→ What needs to be done: This exercise calls for every line of the listing below that contains the word "cloud".
Given entries: Begin
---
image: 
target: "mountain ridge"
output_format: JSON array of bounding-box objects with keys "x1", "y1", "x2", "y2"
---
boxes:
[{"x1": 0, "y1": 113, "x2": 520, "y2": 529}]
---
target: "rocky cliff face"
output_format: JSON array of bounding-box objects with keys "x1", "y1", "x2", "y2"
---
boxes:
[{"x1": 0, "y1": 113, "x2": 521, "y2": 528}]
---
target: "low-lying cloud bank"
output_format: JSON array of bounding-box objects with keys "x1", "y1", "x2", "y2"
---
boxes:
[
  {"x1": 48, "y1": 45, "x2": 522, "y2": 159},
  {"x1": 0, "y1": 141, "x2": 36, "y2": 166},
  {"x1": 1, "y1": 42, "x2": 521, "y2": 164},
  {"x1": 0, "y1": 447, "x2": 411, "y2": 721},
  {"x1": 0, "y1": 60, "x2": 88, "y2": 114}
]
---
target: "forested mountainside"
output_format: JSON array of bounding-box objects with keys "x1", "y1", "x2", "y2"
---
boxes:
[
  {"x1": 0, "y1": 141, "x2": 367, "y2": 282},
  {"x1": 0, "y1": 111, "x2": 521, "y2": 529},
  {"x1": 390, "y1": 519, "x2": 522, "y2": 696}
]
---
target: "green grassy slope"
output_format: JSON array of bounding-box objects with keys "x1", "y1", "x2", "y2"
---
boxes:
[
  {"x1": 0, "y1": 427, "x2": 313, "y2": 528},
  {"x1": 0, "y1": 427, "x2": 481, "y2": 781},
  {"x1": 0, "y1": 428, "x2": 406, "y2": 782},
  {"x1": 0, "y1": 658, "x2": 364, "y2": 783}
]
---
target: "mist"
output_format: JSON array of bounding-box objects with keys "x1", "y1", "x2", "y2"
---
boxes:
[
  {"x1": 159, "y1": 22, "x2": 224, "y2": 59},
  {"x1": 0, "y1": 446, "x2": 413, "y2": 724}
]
Given entries: End
Given entries: Begin
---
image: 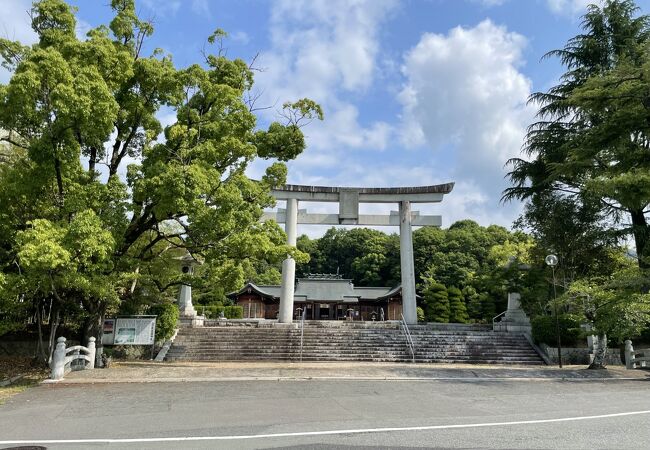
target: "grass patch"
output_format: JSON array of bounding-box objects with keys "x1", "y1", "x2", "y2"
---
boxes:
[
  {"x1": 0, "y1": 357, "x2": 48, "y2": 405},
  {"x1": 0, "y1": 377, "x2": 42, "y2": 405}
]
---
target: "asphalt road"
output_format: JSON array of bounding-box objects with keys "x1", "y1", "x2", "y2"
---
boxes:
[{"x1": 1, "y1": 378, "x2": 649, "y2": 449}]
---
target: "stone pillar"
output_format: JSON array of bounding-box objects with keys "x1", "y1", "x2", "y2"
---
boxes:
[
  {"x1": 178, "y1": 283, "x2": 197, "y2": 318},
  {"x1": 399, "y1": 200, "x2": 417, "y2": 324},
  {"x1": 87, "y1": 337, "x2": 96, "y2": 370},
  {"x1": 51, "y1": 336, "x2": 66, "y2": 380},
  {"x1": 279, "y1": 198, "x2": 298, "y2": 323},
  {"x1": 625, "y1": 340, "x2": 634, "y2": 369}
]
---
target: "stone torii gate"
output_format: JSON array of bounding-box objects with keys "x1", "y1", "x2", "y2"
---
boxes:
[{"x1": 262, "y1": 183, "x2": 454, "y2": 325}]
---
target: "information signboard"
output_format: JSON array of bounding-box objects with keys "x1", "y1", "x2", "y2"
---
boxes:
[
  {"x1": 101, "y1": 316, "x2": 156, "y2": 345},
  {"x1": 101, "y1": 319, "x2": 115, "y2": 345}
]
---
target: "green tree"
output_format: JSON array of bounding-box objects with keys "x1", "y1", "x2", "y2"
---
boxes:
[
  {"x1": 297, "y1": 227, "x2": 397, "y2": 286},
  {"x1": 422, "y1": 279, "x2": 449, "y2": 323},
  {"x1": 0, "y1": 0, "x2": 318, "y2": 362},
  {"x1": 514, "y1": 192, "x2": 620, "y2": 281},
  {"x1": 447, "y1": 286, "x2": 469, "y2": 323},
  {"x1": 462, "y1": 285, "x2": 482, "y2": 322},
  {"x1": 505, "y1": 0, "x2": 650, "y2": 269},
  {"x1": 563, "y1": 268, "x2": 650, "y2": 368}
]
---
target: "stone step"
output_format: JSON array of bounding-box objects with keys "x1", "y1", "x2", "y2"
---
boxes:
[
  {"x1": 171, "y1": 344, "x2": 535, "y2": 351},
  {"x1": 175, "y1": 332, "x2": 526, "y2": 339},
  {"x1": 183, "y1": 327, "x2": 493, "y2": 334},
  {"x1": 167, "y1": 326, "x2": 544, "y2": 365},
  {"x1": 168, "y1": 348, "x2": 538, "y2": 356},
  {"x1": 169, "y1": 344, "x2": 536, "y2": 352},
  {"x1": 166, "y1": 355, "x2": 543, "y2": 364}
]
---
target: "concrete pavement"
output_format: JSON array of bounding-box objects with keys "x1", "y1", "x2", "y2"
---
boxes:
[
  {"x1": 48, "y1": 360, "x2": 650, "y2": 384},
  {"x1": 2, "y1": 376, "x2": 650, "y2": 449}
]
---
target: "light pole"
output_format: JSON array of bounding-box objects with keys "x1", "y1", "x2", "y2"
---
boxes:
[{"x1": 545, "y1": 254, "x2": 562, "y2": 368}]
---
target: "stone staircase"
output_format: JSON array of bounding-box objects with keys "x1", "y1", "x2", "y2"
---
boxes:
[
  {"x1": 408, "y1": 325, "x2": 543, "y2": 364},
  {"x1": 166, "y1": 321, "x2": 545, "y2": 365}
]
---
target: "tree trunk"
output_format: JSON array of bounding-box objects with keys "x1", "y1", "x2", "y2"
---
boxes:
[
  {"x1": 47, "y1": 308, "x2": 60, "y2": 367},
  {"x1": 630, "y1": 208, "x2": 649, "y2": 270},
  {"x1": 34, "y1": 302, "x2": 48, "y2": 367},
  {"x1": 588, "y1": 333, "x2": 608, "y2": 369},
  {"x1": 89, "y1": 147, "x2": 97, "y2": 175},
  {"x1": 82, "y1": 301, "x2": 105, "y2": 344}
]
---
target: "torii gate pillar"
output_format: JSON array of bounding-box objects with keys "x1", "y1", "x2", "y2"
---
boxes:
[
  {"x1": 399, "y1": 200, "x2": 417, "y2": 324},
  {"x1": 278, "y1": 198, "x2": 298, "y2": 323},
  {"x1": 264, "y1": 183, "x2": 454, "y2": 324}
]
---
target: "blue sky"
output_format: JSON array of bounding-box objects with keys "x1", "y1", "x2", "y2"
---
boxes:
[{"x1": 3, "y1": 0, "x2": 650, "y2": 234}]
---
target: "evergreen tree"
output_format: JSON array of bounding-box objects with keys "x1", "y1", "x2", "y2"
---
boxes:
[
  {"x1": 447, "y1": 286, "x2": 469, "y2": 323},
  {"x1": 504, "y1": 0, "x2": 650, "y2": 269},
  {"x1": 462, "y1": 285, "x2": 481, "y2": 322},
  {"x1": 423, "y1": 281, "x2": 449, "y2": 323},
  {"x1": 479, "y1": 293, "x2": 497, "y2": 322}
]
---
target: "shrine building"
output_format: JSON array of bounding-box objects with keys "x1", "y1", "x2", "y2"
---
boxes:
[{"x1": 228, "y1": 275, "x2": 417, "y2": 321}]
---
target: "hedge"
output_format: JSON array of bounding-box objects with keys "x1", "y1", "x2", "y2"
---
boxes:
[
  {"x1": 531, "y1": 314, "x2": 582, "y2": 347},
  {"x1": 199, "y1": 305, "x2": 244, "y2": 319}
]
Given entries: End
Given entries: Begin
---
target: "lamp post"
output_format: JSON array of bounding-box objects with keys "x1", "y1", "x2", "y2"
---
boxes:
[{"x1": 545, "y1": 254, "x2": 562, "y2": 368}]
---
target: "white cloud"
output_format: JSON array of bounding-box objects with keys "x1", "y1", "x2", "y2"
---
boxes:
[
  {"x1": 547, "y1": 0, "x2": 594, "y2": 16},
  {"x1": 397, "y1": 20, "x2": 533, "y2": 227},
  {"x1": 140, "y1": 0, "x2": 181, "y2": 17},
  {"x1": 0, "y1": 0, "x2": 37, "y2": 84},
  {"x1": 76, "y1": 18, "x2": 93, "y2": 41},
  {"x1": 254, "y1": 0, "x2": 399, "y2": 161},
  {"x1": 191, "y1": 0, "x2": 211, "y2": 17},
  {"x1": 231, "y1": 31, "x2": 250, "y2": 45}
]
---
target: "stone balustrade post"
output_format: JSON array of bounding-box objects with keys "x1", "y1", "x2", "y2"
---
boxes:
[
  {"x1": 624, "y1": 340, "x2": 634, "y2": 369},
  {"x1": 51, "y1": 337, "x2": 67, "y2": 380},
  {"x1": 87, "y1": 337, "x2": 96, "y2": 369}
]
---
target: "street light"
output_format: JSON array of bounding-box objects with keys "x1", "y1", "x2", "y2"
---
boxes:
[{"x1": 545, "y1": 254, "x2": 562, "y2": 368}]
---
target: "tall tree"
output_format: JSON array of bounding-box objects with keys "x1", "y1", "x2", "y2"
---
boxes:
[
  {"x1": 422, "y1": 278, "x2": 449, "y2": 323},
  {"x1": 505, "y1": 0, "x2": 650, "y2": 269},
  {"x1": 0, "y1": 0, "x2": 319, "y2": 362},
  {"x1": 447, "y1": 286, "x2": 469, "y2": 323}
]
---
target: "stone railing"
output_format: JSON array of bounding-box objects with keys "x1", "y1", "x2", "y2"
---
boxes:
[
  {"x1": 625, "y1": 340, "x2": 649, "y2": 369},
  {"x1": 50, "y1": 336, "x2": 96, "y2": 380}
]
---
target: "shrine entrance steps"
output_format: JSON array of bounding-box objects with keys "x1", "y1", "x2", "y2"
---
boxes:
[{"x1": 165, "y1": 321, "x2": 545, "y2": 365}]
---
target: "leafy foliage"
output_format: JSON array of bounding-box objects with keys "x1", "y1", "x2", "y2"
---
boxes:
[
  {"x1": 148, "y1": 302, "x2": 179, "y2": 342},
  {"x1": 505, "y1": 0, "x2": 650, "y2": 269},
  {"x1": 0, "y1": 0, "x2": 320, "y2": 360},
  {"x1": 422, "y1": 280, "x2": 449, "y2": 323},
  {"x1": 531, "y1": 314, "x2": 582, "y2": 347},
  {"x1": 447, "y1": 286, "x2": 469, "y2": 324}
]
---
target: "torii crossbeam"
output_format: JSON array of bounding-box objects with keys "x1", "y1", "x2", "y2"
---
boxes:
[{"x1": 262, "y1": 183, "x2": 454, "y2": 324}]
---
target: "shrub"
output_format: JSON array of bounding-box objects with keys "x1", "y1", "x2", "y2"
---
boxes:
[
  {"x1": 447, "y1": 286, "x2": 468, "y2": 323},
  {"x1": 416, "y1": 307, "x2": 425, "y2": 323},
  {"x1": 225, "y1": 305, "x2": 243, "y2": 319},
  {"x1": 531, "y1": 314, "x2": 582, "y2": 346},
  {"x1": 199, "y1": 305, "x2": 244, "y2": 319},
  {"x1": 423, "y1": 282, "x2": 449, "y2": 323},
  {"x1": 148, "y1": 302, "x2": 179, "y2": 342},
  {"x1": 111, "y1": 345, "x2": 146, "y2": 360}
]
Given entries: End
→ Completed exercise:
target: "low-lying cloud bank"
target: "white cloud"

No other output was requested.